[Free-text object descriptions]
=== Begin Enclosure ===

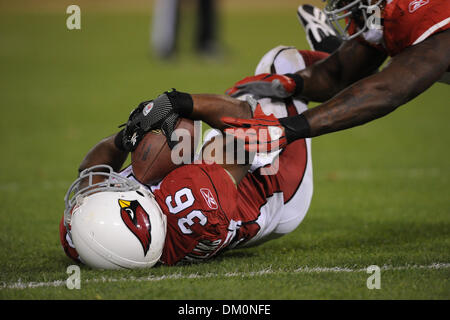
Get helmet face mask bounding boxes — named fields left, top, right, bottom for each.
left=64, top=165, right=167, bottom=269
left=324, top=0, right=384, bottom=41
left=64, top=165, right=139, bottom=226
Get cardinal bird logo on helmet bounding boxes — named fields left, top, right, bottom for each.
left=118, top=199, right=152, bottom=256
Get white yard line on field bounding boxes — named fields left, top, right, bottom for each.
left=1, top=263, right=449, bottom=290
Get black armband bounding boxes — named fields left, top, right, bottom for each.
left=284, top=73, right=304, bottom=96
left=114, top=129, right=127, bottom=152
left=279, top=113, right=311, bottom=143
left=166, top=89, right=194, bottom=117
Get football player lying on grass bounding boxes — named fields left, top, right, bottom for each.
left=223, top=1, right=450, bottom=152
left=60, top=46, right=324, bottom=269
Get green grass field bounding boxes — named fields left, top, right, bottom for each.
left=0, top=0, right=449, bottom=300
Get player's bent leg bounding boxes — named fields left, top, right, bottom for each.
left=255, top=45, right=330, bottom=75
left=232, top=79, right=313, bottom=246
left=200, top=109, right=313, bottom=249
left=255, top=45, right=307, bottom=75
left=271, top=140, right=313, bottom=237
left=241, top=136, right=313, bottom=247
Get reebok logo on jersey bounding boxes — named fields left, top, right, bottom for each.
left=200, top=188, right=218, bottom=210
left=408, top=0, right=429, bottom=13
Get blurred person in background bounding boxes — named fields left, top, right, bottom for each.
left=151, top=0, right=220, bottom=59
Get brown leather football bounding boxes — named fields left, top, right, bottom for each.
left=131, top=118, right=195, bottom=185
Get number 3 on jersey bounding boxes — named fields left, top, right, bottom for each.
left=165, top=188, right=207, bottom=234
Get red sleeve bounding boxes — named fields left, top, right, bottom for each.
left=383, top=0, right=450, bottom=56
left=154, top=163, right=238, bottom=265
left=346, top=0, right=449, bottom=56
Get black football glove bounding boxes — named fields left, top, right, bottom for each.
left=121, top=89, right=193, bottom=151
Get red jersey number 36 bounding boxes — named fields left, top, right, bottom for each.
left=165, top=188, right=207, bottom=234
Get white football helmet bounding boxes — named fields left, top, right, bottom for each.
left=324, top=0, right=384, bottom=40
left=64, top=165, right=167, bottom=269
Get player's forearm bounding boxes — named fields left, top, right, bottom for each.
left=78, top=134, right=128, bottom=174
left=302, top=78, right=399, bottom=137
left=280, top=76, right=398, bottom=142
left=297, top=39, right=386, bottom=102
left=287, top=30, right=450, bottom=140
left=297, top=59, right=344, bottom=102
left=190, top=94, right=252, bottom=130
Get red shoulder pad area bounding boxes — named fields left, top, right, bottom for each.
left=383, top=0, right=450, bottom=56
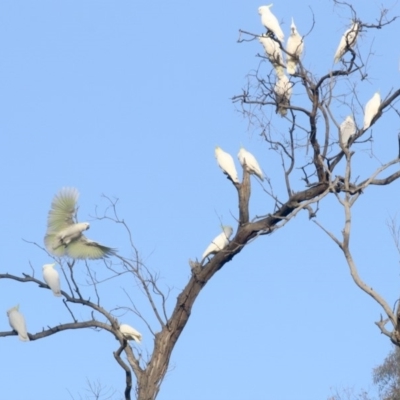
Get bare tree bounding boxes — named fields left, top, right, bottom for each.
left=2, top=2, right=400, bottom=400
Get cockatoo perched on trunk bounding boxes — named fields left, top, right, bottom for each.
left=363, top=92, right=381, bottom=130
left=258, top=5, right=284, bottom=43
left=215, top=147, right=239, bottom=184
left=201, top=226, right=233, bottom=263
left=339, top=116, right=356, bottom=147
left=334, top=21, right=360, bottom=63
left=258, top=34, right=284, bottom=77
left=44, top=187, right=116, bottom=259
left=7, top=305, right=29, bottom=342
left=42, top=263, right=62, bottom=297
left=274, top=74, right=292, bottom=117
left=286, top=18, right=304, bottom=75
left=120, top=324, right=142, bottom=343
left=237, top=147, right=264, bottom=180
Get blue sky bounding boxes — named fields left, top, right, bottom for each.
left=1, top=1, right=400, bottom=399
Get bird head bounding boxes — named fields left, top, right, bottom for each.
left=222, top=226, right=234, bottom=238
left=291, top=18, right=296, bottom=32
left=7, top=304, right=19, bottom=315
left=42, top=263, right=56, bottom=270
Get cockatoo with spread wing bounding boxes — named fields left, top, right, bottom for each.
left=201, top=226, right=233, bottom=263
left=259, top=34, right=284, bottom=77
left=274, top=74, right=292, bottom=116
left=7, top=305, right=29, bottom=342
left=238, top=147, right=264, bottom=180
left=215, top=147, right=239, bottom=184
left=339, top=116, right=356, bottom=147
left=44, top=187, right=115, bottom=259
left=363, top=92, right=381, bottom=130
left=120, top=324, right=142, bottom=343
left=42, top=263, right=62, bottom=297
left=286, top=18, right=304, bottom=75
left=334, top=21, right=360, bottom=63
left=258, top=5, right=284, bottom=43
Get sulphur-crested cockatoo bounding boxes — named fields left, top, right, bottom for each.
left=339, top=116, right=356, bottom=147
left=334, top=21, right=360, bottom=63
left=215, top=147, right=239, bottom=184
left=258, top=34, right=284, bottom=77
left=120, top=324, right=142, bottom=343
left=363, top=92, right=381, bottom=130
left=201, top=226, right=233, bottom=263
left=42, top=263, right=62, bottom=297
left=237, top=147, right=264, bottom=180
left=258, top=5, right=284, bottom=43
left=7, top=305, right=29, bottom=342
left=274, top=74, right=292, bottom=116
left=286, top=18, right=304, bottom=75
left=44, top=187, right=115, bottom=259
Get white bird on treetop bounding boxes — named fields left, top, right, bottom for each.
left=258, top=5, right=285, bottom=43
left=334, top=21, right=360, bottom=63
left=44, top=187, right=116, bottom=259
left=286, top=18, right=304, bottom=75
left=274, top=74, right=292, bottom=117
left=42, top=263, right=62, bottom=297
left=215, top=147, right=239, bottom=184
left=258, top=34, right=285, bottom=77
left=120, top=324, right=142, bottom=343
left=237, top=147, right=264, bottom=180
left=201, top=226, right=233, bottom=263
left=363, top=92, right=381, bottom=130
left=339, top=116, right=356, bottom=147
left=7, top=305, right=29, bottom=342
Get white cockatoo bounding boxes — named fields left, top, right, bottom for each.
left=7, top=305, right=29, bottom=342
left=286, top=18, right=304, bottom=75
left=258, top=5, right=284, bottom=43
left=274, top=74, right=292, bottom=116
left=44, top=187, right=115, bottom=259
left=339, top=116, right=356, bottom=147
left=215, top=147, right=239, bottom=184
left=201, top=226, right=233, bottom=263
left=42, top=263, right=62, bottom=297
left=237, top=147, right=264, bottom=180
left=334, top=21, right=360, bottom=63
left=258, top=34, right=284, bottom=77
left=120, top=324, right=142, bottom=343
left=363, top=92, right=381, bottom=130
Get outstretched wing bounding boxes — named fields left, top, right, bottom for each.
left=66, top=235, right=116, bottom=259
left=46, top=187, right=79, bottom=233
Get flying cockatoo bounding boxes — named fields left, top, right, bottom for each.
left=42, top=263, right=62, bottom=297
left=258, top=5, right=284, bottom=43
left=258, top=34, right=284, bottom=77
left=119, top=324, right=142, bottom=343
left=237, top=147, right=264, bottom=180
left=363, top=92, right=381, bottom=130
left=7, top=305, right=29, bottom=342
left=334, top=21, right=360, bottom=63
left=44, top=187, right=116, bottom=259
left=201, top=226, right=233, bottom=263
left=215, top=147, right=240, bottom=184
left=339, top=116, right=356, bottom=147
left=286, top=18, right=304, bottom=75
left=274, top=74, right=292, bottom=116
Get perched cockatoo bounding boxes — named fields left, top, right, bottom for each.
left=274, top=74, right=292, bottom=116
left=339, top=116, right=356, bottom=147
left=237, top=147, right=264, bottom=180
left=258, top=34, right=284, bottom=77
left=42, top=263, right=62, bottom=297
left=286, top=18, right=304, bottom=75
left=201, top=226, right=233, bottom=263
left=7, top=305, right=29, bottom=342
left=258, top=5, right=284, bottom=43
left=363, top=92, right=381, bottom=130
left=215, top=147, right=239, bottom=184
left=120, top=324, right=142, bottom=343
left=44, top=187, right=116, bottom=259
left=334, top=21, right=360, bottom=63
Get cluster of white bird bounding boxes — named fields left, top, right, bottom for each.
left=6, top=188, right=141, bottom=343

=== End Enclosure ===

- YOUR ASSIGNMENT
Starting from the line that contains "Get cluster of", transcribe each line to the end of the records above. Please add nothing.

- RESPONSE
Get cluster of white bird bounding boxes — named fields left, top, right, bottom for each.
left=6, top=188, right=141, bottom=343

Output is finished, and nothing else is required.